The Department of Homeland Security, or DHS, would waive 37 federal statutes, as well as regulations related to those statutes, in order to build prototypes for the border-wall and eventually the wall itself, he said.

"It would also violate numerous state and local laws here in our great state of California," he said.

The suit includes the California Coastal Commission as a plaintiff and is aimed at protecting the state's "residents, natural resources, economic interests, procedural rights, and sovereignty from violations of the United States Constitution and federal law."

The lawsuit also argues that any border wall-related projects would have a chilling effect on tourism to the United States from Mexico.

DHS used the 2005 Real ID Act, which amended the Illegal Immigration Reform and Immigrant Responsibility Act of 1996 to give the Homeland Security secretary the power to waive federal, state, and local laws, to expedite construction of the double- and triple-layer border fencing in San Diego.

The waiver authority was later interpreted to apply to border-wall construction under the 2006 Secure Fence Act, which requires DHS to build 700 miles of border barriers.

However, opponents argue DHS met this mandate several years ago using the Real ID law five times to meet more than 35 laws involving 625 miles of border wall and barrier construction

In early August, DHS announced that it would waive environmental and other regulations to try to "ensure expeditious construction of barriers and roads" near the U.S.-Mexico border south of San Diego, where the agency is planning to build its prototypes for the border wall.
+---+
Prompt:
In the text on the border-wall lawsuit, why did DHS say in early August that it would waive environmental and other regulations? Answer in one to three sentences.

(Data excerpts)
+---+
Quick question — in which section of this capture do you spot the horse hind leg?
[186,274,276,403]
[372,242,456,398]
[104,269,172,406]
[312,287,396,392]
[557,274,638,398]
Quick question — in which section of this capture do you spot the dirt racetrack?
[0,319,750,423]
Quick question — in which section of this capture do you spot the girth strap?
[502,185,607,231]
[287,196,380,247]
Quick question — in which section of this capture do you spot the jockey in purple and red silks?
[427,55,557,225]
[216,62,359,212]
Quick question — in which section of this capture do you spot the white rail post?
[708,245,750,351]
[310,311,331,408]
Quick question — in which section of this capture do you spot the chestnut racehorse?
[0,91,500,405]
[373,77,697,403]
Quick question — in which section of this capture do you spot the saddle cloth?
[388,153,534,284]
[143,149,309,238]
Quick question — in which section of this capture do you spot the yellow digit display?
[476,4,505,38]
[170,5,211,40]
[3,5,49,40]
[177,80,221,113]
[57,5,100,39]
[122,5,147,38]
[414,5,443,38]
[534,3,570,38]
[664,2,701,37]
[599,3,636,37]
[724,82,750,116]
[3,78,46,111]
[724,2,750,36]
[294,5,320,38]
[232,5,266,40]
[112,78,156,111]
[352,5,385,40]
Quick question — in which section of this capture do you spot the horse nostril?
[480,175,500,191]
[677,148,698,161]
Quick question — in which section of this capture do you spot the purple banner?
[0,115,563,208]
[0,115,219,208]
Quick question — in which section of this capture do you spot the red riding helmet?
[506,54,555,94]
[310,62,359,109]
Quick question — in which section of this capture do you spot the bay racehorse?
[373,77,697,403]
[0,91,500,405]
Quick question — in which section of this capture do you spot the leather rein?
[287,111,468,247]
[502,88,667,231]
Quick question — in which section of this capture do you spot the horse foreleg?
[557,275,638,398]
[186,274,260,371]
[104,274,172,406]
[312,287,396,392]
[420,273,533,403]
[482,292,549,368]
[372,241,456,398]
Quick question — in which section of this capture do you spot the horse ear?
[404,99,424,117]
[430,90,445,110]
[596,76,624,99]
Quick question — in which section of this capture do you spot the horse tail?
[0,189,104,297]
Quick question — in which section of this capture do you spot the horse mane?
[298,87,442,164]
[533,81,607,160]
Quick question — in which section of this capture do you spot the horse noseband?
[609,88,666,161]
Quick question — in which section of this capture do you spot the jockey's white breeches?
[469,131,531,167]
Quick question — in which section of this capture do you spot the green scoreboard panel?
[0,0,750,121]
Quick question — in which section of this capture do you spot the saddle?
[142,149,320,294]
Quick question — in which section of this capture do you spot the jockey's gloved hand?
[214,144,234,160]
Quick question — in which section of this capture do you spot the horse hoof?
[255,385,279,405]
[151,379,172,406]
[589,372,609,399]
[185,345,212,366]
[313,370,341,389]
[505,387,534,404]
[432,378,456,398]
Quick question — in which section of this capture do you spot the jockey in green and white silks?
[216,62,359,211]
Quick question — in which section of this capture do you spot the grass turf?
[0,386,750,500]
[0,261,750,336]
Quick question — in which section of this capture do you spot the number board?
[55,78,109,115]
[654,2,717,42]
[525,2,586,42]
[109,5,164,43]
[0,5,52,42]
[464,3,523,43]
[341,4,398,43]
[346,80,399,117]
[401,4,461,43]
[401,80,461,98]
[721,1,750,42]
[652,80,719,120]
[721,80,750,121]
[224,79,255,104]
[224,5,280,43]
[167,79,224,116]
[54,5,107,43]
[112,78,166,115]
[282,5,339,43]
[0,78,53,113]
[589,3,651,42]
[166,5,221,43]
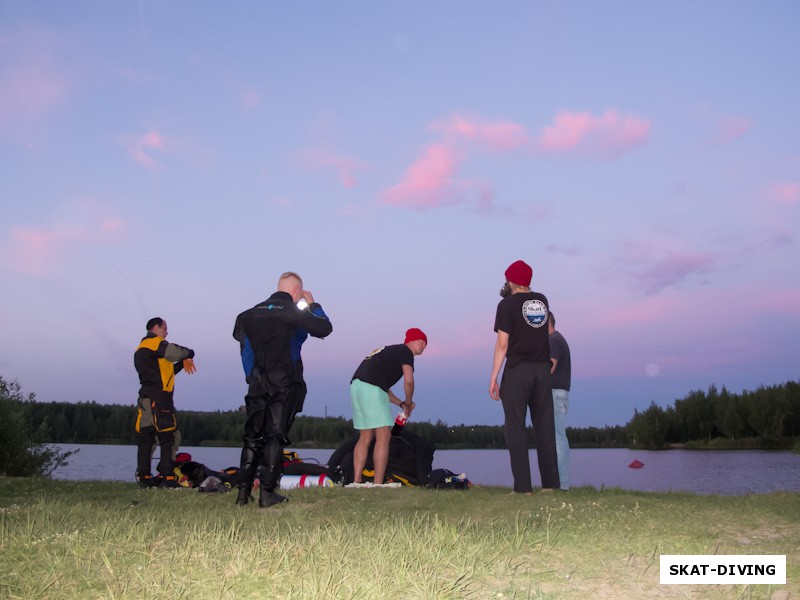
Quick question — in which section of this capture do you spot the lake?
[52,444,800,495]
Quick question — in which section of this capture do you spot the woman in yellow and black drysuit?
[133,317,195,487]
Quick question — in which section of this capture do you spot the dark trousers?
[239,374,291,492]
[285,379,308,436]
[500,362,559,493]
[136,427,175,477]
[136,393,177,477]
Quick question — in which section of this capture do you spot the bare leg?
[372,427,392,484]
[353,427,376,483]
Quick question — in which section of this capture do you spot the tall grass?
[0,479,800,600]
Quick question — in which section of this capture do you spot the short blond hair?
[278,271,303,285]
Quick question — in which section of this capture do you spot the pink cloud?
[431,115,529,152]
[536,110,651,158]
[0,202,124,274]
[544,244,586,256]
[765,181,800,204]
[123,129,167,169]
[617,243,718,295]
[383,143,464,210]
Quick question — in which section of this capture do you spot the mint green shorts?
[350,379,393,429]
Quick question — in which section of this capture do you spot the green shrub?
[0,376,75,477]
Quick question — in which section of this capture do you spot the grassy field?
[0,478,800,600]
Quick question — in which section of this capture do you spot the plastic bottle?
[392,410,408,435]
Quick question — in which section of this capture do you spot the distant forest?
[10,381,800,449]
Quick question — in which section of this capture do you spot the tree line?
[17,395,627,449]
[0,377,800,449]
[626,381,800,449]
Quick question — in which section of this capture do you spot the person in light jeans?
[547,311,572,490]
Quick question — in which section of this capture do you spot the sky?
[0,0,800,427]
+---+
Response to the task:
DHS said it would waive those regulations to try to "ensure expeditious construction of barriers and roads" near the U.S.-Mexico border south of San Diego. That is where the agency plans to build its border-wall prototypes.